◆ Listed entries
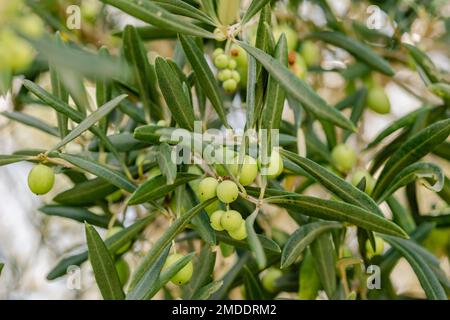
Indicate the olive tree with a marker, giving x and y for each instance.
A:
(301, 157)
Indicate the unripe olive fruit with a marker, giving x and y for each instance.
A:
(275, 167)
(224, 75)
(215, 220)
(232, 64)
(343, 157)
(291, 36)
(269, 279)
(379, 247)
(221, 61)
(184, 275)
(41, 179)
(370, 181)
(378, 101)
(231, 220)
(297, 65)
(310, 53)
(207, 188)
(217, 52)
(240, 233)
(230, 85)
(112, 232)
(235, 76)
(227, 191)
(249, 170)
(219, 35)
(123, 271)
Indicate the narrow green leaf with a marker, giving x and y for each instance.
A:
(165, 239)
(150, 278)
(185, 9)
(157, 188)
(337, 211)
(204, 75)
(357, 49)
(204, 293)
(77, 214)
(88, 122)
(6, 159)
(144, 74)
(402, 122)
(101, 171)
(275, 94)
(427, 278)
(113, 243)
(31, 122)
(86, 193)
(298, 89)
(103, 265)
(253, 240)
(301, 238)
(172, 90)
(411, 151)
(254, 7)
(413, 172)
(151, 13)
(324, 255)
(335, 184)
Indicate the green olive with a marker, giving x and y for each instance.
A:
(185, 274)
(231, 220)
(224, 75)
(41, 179)
(216, 220)
(379, 248)
(378, 101)
(111, 232)
(310, 53)
(343, 157)
(207, 188)
(227, 191)
(123, 271)
(240, 233)
(291, 36)
(370, 181)
(249, 170)
(269, 279)
(221, 61)
(230, 86)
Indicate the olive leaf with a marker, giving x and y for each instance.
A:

◆ Description of the task
Reproduce every line above verbatim, leaving out the pictures.

◆ Answer to this task
Indicate the olive tree with a marker, giving x and y for each instance.
A:
(301, 157)
Indicate the unripe olive fruit with a marker, giving x and y for each instance.
A:
(275, 167)
(224, 75)
(215, 220)
(232, 64)
(343, 157)
(291, 36)
(269, 279)
(379, 247)
(221, 61)
(184, 275)
(41, 179)
(370, 181)
(378, 101)
(231, 220)
(297, 65)
(310, 53)
(207, 188)
(217, 52)
(240, 233)
(230, 85)
(112, 232)
(235, 76)
(227, 191)
(249, 170)
(219, 35)
(123, 271)
Indicate the narrow green leaf with a marker, giving x and y for each instance.
A:
(165, 239)
(150, 278)
(185, 9)
(157, 188)
(337, 211)
(204, 75)
(357, 49)
(204, 293)
(77, 214)
(88, 122)
(6, 159)
(144, 74)
(402, 122)
(101, 171)
(275, 94)
(427, 278)
(113, 243)
(31, 122)
(86, 193)
(298, 89)
(103, 265)
(253, 240)
(301, 238)
(172, 90)
(411, 151)
(254, 7)
(413, 172)
(151, 13)
(324, 255)
(335, 184)
Indicate the green olive with a marker, giving x and y for each instance.
A:
(185, 274)
(231, 220)
(224, 75)
(41, 179)
(216, 220)
(379, 248)
(378, 101)
(111, 232)
(310, 53)
(343, 157)
(207, 188)
(227, 191)
(123, 271)
(240, 233)
(291, 36)
(370, 181)
(249, 170)
(269, 279)
(221, 61)
(230, 86)
Indicate the olive leaf with a marker, giving x and y for each instance.
A:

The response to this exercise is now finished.